Dataset items

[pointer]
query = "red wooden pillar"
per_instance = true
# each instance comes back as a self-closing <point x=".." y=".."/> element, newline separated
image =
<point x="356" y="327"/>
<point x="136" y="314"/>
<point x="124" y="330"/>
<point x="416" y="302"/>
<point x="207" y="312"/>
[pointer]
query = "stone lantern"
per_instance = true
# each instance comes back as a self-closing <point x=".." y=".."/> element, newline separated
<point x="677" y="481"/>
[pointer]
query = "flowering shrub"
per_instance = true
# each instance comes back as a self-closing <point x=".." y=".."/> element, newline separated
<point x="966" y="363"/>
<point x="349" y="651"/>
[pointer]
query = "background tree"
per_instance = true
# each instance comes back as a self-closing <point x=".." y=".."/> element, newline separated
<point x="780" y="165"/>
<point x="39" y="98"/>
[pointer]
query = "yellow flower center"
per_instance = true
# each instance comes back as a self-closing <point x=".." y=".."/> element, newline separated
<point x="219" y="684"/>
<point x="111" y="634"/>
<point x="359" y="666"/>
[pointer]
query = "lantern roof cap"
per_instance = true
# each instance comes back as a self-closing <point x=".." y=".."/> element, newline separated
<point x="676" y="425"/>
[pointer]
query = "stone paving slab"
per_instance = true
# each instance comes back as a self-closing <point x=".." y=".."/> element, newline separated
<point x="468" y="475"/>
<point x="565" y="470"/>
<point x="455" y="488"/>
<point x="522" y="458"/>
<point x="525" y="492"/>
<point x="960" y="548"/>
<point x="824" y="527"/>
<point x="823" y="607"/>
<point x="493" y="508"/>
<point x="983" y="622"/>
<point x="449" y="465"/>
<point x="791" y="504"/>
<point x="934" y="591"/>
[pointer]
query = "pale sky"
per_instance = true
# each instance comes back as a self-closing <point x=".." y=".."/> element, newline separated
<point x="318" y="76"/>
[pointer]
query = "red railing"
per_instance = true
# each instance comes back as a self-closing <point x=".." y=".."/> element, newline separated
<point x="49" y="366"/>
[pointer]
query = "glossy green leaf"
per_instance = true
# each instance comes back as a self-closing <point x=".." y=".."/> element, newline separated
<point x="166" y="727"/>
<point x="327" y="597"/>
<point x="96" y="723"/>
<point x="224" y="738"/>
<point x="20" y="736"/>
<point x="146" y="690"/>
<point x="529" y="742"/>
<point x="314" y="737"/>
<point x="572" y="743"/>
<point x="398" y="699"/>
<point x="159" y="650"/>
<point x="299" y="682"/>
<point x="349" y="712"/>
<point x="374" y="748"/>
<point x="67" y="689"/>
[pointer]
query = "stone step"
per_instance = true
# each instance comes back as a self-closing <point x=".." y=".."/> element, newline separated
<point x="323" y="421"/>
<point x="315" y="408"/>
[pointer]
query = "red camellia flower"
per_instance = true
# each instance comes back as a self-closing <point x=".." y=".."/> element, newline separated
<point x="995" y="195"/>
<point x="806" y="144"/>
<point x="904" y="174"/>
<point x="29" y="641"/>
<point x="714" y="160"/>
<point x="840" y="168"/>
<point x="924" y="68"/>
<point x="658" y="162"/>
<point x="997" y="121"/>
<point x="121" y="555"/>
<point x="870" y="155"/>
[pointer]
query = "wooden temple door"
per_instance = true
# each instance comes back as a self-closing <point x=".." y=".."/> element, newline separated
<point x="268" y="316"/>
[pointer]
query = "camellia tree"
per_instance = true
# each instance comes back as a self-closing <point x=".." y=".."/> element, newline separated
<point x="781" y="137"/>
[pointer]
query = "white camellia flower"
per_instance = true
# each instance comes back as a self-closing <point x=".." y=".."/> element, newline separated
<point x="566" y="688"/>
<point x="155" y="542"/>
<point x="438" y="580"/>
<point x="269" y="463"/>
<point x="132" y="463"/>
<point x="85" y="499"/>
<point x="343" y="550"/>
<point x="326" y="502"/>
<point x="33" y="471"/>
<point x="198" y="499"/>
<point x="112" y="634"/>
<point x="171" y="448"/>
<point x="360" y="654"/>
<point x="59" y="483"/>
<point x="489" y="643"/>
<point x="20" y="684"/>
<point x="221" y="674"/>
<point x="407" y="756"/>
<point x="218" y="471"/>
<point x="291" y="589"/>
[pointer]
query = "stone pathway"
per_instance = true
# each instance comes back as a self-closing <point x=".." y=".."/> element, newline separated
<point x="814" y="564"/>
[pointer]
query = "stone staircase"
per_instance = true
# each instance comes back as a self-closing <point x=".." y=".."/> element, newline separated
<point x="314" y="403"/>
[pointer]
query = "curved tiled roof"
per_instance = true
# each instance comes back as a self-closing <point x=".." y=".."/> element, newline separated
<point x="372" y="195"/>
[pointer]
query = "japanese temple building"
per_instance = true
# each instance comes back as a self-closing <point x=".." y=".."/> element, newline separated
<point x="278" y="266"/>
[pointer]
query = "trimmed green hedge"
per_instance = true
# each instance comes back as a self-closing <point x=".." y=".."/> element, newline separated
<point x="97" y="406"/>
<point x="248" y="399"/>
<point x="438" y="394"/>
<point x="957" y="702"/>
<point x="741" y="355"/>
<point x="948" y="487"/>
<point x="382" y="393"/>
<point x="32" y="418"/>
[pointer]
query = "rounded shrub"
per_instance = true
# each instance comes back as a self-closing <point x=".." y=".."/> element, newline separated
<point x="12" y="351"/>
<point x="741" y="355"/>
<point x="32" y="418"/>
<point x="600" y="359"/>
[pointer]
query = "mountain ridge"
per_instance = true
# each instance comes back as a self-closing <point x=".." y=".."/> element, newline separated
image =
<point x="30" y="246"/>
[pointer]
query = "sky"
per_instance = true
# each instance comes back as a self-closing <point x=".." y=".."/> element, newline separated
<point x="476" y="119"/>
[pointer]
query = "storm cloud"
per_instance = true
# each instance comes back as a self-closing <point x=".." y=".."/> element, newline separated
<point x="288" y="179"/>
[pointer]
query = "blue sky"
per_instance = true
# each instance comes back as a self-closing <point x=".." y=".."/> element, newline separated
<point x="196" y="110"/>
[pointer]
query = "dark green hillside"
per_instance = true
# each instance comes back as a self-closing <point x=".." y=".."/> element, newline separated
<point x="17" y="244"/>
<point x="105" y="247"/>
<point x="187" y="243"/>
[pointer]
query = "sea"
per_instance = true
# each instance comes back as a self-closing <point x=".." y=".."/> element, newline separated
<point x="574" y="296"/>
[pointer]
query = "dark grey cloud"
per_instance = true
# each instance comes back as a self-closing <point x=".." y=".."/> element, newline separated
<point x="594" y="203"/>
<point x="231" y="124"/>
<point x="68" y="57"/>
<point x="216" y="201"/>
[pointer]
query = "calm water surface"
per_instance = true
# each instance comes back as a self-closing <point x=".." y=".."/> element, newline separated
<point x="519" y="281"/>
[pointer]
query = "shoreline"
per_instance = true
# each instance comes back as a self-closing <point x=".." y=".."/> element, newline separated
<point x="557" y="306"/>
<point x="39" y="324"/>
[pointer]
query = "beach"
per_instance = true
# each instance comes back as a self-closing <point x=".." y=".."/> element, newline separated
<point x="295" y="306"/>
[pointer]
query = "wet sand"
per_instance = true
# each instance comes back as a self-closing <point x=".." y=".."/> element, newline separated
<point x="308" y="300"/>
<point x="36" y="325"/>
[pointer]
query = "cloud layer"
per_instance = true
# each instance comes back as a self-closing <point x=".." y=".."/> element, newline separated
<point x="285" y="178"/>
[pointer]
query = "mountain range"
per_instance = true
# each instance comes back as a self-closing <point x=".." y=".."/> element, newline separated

> **Exercise description**
Bring together every line in the entries that holds the string "roof".

> **Solution to the exercise**
query = "lantern roof cap"
query = "curved tiled roof"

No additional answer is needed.